>> START Supplied records
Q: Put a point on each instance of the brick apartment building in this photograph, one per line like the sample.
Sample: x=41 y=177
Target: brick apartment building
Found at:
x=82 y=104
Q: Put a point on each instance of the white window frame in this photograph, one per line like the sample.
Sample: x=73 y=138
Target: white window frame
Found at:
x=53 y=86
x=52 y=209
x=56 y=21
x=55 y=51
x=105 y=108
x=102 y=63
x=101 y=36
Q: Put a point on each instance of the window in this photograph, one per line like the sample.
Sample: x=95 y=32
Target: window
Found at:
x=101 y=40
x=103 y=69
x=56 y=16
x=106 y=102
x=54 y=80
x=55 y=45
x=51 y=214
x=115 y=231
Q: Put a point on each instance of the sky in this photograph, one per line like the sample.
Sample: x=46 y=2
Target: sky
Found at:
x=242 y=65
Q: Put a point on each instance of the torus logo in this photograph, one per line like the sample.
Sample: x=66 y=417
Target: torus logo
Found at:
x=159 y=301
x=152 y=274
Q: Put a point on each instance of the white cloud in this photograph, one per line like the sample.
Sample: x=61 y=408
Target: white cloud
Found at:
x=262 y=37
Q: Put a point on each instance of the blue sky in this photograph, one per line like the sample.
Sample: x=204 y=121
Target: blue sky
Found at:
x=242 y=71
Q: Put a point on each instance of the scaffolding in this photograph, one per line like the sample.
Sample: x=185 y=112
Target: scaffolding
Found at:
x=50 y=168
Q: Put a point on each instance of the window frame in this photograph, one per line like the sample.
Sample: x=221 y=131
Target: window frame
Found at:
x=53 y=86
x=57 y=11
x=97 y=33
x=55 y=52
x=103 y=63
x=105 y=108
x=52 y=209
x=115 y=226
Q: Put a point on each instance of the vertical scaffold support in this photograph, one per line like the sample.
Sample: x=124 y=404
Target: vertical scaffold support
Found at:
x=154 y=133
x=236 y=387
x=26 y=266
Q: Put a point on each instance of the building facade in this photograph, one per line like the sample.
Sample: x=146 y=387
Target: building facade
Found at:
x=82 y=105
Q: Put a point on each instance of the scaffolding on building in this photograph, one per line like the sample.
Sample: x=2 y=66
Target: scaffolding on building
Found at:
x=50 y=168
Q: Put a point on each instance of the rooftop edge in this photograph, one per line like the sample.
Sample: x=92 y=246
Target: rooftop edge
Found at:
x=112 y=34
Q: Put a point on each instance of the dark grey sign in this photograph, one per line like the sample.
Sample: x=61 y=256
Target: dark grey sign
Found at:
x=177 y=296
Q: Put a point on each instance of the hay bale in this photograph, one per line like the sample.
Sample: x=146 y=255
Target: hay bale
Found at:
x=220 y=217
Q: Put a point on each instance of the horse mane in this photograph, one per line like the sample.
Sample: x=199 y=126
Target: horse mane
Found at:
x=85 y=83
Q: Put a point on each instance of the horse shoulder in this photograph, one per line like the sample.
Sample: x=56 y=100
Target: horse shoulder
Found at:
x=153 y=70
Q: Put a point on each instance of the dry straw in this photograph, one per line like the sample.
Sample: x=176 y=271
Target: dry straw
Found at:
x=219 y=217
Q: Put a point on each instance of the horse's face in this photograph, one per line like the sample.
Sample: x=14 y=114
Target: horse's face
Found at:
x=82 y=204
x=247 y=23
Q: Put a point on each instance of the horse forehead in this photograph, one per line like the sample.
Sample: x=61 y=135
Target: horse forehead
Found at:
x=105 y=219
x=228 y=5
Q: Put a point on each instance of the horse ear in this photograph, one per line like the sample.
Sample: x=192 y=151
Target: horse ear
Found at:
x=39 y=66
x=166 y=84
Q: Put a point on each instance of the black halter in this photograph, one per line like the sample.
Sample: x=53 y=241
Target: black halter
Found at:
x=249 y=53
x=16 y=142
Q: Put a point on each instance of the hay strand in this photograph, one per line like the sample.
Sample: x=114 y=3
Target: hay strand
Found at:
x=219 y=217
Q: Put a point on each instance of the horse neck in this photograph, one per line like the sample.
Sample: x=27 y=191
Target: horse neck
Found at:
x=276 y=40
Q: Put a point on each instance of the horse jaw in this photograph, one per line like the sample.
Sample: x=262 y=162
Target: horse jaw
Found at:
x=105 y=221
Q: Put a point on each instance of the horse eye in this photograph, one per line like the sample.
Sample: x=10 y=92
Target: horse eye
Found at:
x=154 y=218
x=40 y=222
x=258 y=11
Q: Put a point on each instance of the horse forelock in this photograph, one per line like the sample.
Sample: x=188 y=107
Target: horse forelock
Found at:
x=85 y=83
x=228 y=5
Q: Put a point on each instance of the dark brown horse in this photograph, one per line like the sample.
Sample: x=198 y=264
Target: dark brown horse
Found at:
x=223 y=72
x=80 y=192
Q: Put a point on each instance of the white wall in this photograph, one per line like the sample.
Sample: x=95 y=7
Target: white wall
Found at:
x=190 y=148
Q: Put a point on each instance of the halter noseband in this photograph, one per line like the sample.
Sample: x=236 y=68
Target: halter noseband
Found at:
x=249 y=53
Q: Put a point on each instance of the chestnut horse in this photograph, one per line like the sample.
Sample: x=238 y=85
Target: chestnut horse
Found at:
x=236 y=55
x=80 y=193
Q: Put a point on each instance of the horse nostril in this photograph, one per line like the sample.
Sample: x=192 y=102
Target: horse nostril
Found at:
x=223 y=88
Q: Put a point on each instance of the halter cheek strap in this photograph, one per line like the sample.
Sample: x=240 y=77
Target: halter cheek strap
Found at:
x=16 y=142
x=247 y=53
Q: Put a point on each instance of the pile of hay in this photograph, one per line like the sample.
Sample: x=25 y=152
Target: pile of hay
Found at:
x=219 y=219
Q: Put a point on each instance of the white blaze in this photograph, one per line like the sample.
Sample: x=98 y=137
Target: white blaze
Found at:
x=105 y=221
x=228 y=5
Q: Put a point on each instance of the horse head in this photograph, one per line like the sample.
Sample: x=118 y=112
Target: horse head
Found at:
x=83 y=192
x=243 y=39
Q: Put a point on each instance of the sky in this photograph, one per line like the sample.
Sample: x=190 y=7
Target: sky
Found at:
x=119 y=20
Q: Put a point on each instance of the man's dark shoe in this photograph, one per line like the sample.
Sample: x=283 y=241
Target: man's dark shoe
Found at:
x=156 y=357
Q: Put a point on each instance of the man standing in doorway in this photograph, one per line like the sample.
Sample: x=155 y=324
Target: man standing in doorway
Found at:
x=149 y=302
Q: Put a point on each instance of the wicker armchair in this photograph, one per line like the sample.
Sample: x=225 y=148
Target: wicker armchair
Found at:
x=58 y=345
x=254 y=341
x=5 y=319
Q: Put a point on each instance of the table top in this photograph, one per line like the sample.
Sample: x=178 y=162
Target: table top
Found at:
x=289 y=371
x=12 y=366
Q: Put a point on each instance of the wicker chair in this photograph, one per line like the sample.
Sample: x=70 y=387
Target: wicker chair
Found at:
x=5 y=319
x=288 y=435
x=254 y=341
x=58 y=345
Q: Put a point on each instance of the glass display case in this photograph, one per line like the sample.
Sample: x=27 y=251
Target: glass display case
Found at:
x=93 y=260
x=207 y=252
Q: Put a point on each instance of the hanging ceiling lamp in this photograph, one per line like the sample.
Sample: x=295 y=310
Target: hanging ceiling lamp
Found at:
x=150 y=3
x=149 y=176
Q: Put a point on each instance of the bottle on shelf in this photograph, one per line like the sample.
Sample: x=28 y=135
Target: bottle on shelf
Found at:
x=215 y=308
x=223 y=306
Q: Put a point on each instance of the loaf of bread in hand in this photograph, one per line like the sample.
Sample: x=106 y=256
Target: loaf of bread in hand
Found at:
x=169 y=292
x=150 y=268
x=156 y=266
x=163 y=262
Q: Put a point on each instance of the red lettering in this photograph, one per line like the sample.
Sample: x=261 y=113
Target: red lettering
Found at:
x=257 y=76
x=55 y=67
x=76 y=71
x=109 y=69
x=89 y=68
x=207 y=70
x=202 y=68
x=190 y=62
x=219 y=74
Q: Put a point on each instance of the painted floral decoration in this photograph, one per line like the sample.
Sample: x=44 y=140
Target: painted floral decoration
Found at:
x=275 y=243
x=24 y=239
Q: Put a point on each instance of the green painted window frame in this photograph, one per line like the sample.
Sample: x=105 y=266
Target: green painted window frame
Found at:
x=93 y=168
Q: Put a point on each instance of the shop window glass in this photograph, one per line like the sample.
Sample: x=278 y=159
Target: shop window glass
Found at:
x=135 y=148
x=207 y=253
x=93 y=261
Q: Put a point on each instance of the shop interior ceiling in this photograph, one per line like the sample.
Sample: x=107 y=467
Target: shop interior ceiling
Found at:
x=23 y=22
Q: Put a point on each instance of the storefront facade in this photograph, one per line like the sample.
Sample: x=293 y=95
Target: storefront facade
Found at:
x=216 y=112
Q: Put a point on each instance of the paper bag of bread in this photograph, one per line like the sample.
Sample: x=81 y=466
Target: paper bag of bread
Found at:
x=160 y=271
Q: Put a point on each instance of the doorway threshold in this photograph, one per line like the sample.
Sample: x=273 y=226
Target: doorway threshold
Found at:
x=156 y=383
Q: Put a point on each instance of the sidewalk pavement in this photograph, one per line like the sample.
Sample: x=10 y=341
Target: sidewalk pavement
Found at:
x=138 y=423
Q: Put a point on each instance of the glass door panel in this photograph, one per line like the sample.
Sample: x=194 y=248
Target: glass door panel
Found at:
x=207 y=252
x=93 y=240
>> END Supplied records
Directions — Please copy the entries from the line containing "Q: Put a point on each instance of the doorway" through the line containing "x=138 y=423", both lines included, with every character unchanged.

Solution for this task —
Q: Put a point on each instance of the doorway threshold in this photograph, one per line like the sample.
Sample: x=273 y=226
Target: doorway threshold
Found at:
x=156 y=383
Q: Put a point on each instance of the sidewalk pavement in this photograph, one per line like the sample.
Sample: x=10 y=341
Target: sidewalk pavement
Found at:
x=138 y=423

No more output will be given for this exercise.